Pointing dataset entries

○ ○ ○ ○

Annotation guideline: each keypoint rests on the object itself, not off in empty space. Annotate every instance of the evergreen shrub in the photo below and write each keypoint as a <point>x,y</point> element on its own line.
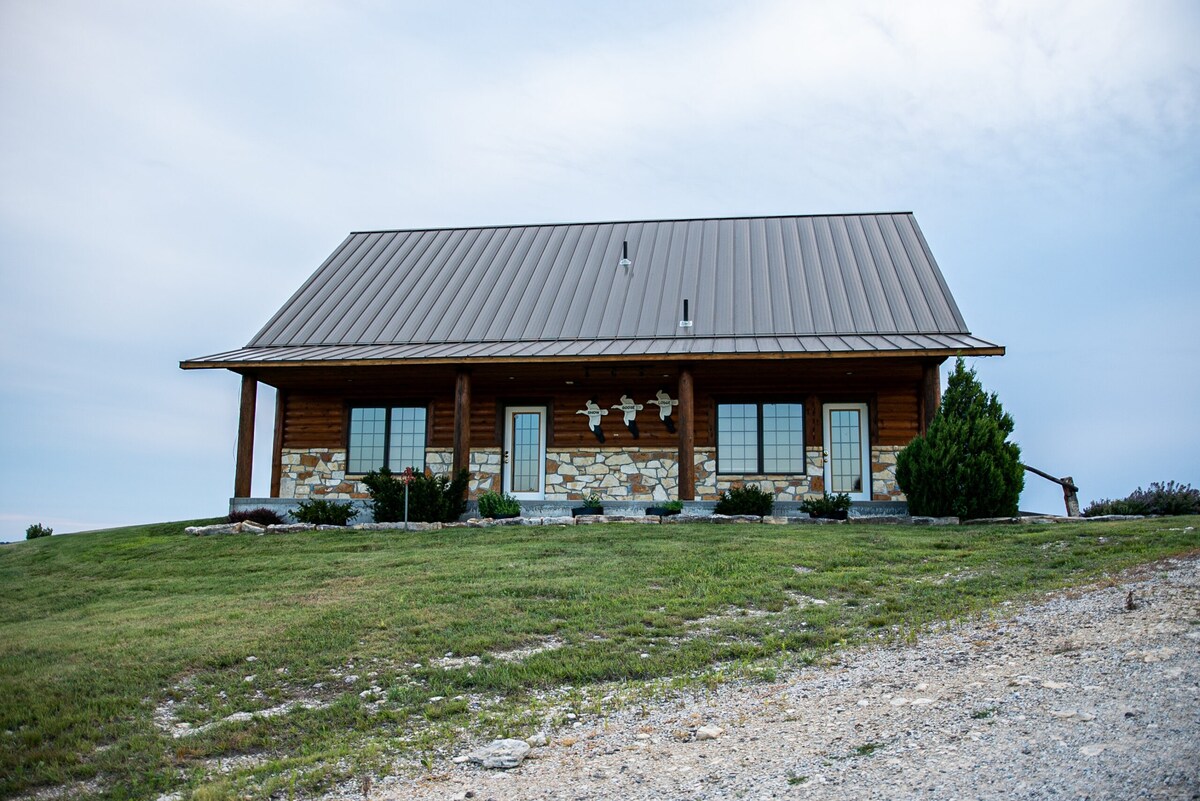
<point>262,516</point>
<point>498,505</point>
<point>37,530</point>
<point>964,465</point>
<point>431,499</point>
<point>319,511</point>
<point>834,507</point>
<point>745,500</point>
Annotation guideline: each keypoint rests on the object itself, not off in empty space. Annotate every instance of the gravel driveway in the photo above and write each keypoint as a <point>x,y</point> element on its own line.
<point>1077,697</point>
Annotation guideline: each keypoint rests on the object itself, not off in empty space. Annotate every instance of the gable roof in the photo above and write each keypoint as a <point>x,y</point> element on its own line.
<point>801,284</point>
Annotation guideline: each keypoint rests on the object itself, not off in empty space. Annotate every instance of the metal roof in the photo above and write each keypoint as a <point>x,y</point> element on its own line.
<point>802,284</point>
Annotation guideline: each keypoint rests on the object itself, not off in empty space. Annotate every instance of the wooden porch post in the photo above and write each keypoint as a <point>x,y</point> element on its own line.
<point>687,437</point>
<point>462,421</point>
<point>245,437</point>
<point>930,393</point>
<point>281,402</point>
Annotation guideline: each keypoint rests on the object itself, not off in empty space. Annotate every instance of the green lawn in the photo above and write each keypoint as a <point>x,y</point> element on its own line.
<point>99,631</point>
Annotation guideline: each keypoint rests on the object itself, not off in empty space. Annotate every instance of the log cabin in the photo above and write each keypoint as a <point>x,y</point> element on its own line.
<point>641,361</point>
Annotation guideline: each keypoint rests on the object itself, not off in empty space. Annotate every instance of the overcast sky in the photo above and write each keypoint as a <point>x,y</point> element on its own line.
<point>172,172</point>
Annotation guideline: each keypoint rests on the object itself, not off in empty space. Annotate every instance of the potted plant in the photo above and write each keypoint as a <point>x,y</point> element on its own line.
<point>498,506</point>
<point>592,505</point>
<point>833,507</point>
<point>665,510</point>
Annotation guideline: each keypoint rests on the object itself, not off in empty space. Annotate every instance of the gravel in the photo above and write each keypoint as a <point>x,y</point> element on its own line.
<point>1091,693</point>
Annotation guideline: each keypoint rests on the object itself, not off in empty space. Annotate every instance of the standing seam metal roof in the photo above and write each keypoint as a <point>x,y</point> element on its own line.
<point>754,283</point>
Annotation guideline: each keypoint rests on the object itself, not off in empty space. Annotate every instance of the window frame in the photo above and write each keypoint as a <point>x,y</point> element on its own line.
<point>389,408</point>
<point>759,435</point>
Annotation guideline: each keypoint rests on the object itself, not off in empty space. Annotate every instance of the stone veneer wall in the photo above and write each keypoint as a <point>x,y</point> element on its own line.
<point>322,473</point>
<point>883,473</point>
<point>615,474</point>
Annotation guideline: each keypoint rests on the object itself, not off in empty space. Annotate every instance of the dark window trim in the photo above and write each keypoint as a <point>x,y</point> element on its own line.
<point>387,431</point>
<point>759,404</point>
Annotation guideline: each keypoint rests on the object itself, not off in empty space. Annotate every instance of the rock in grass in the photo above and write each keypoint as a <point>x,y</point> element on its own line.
<point>207,530</point>
<point>503,754</point>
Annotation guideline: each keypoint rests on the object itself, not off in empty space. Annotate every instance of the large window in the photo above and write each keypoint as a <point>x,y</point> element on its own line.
<point>387,437</point>
<point>760,438</point>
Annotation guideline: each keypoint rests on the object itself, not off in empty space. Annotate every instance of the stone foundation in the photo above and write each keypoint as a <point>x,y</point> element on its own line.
<point>616,474</point>
<point>613,474</point>
<point>883,474</point>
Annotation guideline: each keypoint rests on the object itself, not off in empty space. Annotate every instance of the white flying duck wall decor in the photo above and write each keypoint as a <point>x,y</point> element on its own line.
<point>630,410</point>
<point>593,411</point>
<point>665,403</point>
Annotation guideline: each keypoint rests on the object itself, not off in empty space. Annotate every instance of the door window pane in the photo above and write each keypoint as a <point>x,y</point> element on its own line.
<point>526,451</point>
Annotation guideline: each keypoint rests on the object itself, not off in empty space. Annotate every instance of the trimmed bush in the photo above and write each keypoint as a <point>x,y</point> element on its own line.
<point>1159,499</point>
<point>318,511</point>
<point>431,499</point>
<point>964,465</point>
<point>37,530</point>
<point>745,500</point>
<point>498,505</point>
<point>834,507</point>
<point>262,516</point>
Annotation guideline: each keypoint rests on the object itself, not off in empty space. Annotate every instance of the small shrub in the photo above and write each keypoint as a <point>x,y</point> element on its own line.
<point>37,530</point>
<point>1159,499</point>
<point>319,511</point>
<point>827,506</point>
<point>262,516</point>
<point>431,499</point>
<point>498,505</point>
<point>745,500</point>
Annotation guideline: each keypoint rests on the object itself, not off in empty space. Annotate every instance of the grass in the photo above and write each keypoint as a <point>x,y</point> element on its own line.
<point>351,632</point>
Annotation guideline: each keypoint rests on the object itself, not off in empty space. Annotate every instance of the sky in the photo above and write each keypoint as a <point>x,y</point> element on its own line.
<point>172,172</point>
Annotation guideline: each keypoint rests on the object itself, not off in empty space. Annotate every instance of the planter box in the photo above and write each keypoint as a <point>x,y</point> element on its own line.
<point>831,516</point>
<point>661,511</point>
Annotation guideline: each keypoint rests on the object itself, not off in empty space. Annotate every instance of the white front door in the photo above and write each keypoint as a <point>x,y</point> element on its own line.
<point>525,452</point>
<point>847,450</point>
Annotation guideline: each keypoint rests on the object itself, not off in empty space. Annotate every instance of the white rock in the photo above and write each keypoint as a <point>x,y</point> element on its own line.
<point>502,754</point>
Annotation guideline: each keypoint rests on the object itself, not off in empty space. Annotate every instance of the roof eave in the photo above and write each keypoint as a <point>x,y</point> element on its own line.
<point>930,353</point>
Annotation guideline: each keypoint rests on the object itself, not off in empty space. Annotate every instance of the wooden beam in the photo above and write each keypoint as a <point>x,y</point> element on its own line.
<point>687,435</point>
<point>281,402</point>
<point>462,421</point>
<point>245,437</point>
<point>930,393</point>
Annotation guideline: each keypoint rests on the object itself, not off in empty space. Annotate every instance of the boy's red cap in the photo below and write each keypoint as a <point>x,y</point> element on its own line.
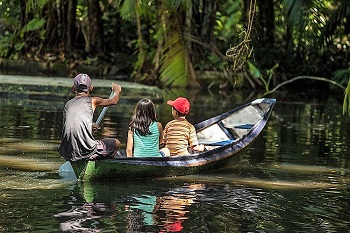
<point>181,105</point>
<point>82,79</point>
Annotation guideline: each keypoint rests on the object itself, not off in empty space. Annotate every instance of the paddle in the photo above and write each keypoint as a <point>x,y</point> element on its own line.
<point>67,167</point>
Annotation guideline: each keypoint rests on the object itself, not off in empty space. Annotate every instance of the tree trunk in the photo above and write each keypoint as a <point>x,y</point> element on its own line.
<point>266,20</point>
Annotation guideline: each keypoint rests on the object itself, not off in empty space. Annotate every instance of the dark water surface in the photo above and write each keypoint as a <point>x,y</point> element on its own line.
<point>294,178</point>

○ ○ ○ ○

### REQUIREMENT
Please rewrite the part of the entries that begins with the line containing "the log cabin" and ends with the line containing "<point>641,361</point>" as a numbered list, with blank lines left out.

### REPLY TO THE EXERCISE
1. Annotation guideline: each keypoint rests on the object itself, not off in empty space. Annotate every instance of the log cabin in the photo above and write each keypoint as a <point>x,y</point> element on its own line.
2. <point>641,361</point>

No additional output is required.